Exercise goal:
Transcribe the whole listing below without changing a word, but leave out every image.

[start Supplied data]

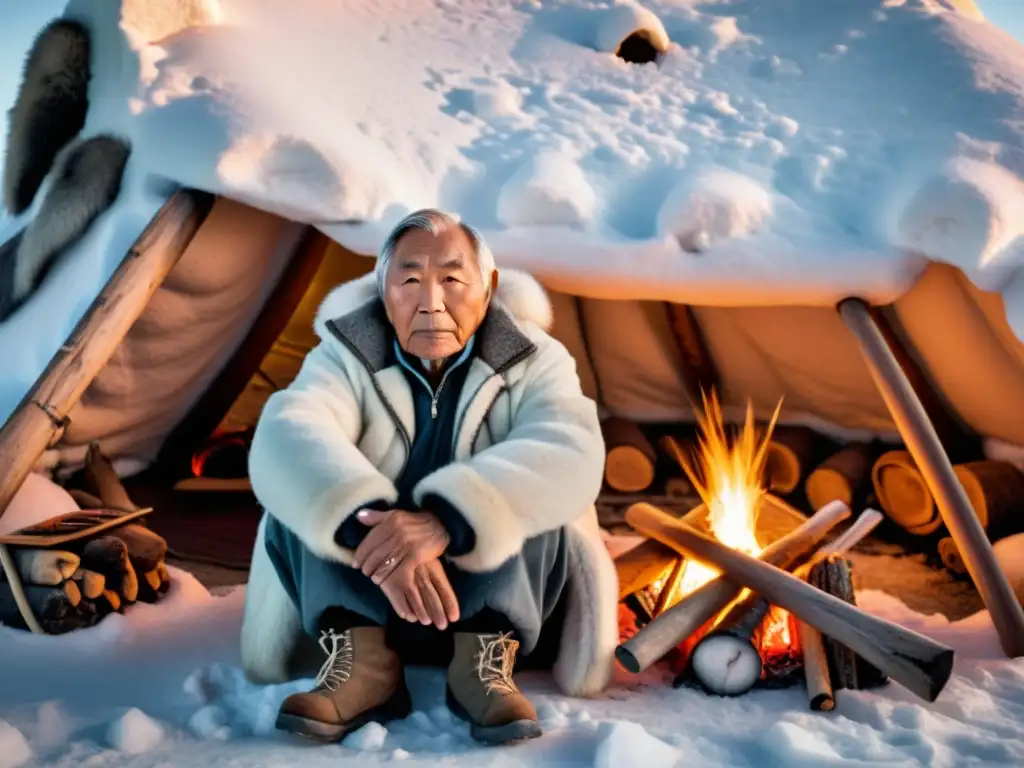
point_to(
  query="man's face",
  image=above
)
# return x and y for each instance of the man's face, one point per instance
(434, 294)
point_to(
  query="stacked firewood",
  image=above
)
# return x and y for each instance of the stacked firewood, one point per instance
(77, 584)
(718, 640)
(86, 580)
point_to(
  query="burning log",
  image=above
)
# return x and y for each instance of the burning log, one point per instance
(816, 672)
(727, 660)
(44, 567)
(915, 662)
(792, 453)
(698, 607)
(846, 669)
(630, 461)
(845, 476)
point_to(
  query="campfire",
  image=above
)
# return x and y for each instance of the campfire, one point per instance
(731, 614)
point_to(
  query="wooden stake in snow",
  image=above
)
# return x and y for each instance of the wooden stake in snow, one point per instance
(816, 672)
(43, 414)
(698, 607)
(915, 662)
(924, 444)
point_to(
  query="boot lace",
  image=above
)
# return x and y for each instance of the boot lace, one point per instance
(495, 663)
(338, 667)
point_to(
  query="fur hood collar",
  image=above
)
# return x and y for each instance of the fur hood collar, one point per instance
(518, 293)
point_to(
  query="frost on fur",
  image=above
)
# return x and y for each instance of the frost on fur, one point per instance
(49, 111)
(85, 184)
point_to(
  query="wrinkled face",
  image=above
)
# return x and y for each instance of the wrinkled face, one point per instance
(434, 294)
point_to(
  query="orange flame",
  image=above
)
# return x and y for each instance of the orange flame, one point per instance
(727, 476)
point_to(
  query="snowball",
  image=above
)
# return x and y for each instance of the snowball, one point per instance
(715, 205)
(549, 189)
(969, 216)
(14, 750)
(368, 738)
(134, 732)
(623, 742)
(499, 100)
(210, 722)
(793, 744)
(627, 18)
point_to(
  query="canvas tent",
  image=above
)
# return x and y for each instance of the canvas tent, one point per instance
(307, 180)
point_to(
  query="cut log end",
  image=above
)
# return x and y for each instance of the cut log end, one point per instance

[end Supplied data]

Output of the exercise:
point_to(
  query="man's face",
  image=above
)
# return x and y for each instance of the man's face, one point per instance
(434, 294)
point_to(
  query="stacked firewood",
  image=above
)
# return x and y for each instance of the stacked firewood, one point per instance
(77, 584)
(718, 640)
(86, 580)
point_to(
  query="burning log",
  image=above
)
# return x and y for each instance of the burning log, one point per instance
(816, 672)
(727, 660)
(44, 567)
(915, 662)
(792, 453)
(698, 607)
(846, 669)
(630, 461)
(845, 476)
point_to(
  query="campfire",
  image=above
)
# return x and y for each instance of the campfire, one point per instance
(731, 614)
point_to(
  query="wooden stake in snow",
  image=above
)
# return x and y for each instance of the wooden stake in snow, one point per instance
(816, 672)
(43, 414)
(698, 607)
(915, 662)
(924, 444)
point_to(
  query="boot lace",
  image=above
)
# return x and y for each instance of the boot lace, one point per instance
(495, 663)
(338, 667)
point_to(
  query="fur hood collar",
  image=above
)
# return x and y for each instance of the fur hood collar, one point per instance
(518, 293)
point_to(
  query="frost on fur",
  image=above
)
# return x and y for each instance of the frost on fur, one point per instance
(49, 111)
(85, 184)
point_to(
  query="wrinkled face",
  image=above
)
# return x and y for each instance of the wrinkled face, one point per instance
(434, 294)
point_to(
  query="orange flame",
  image=above
)
# return x and y for each instance of the orange flame, one point per instance
(727, 476)
point_to(
  query="snowball",
  image=above
)
# return x and y for each instance of the snowball, one point per instance
(715, 205)
(549, 189)
(969, 216)
(14, 750)
(368, 738)
(134, 732)
(623, 742)
(499, 100)
(210, 722)
(793, 744)
(627, 18)
point_to(
  query="canvas tent",
  image=above
)
# return x and y for each instance of the canvas tent, one point per instance
(307, 180)
point_to(
  query="cut log end",
  image=above
)
# return x and y for each instance of the cut log end, one point per instance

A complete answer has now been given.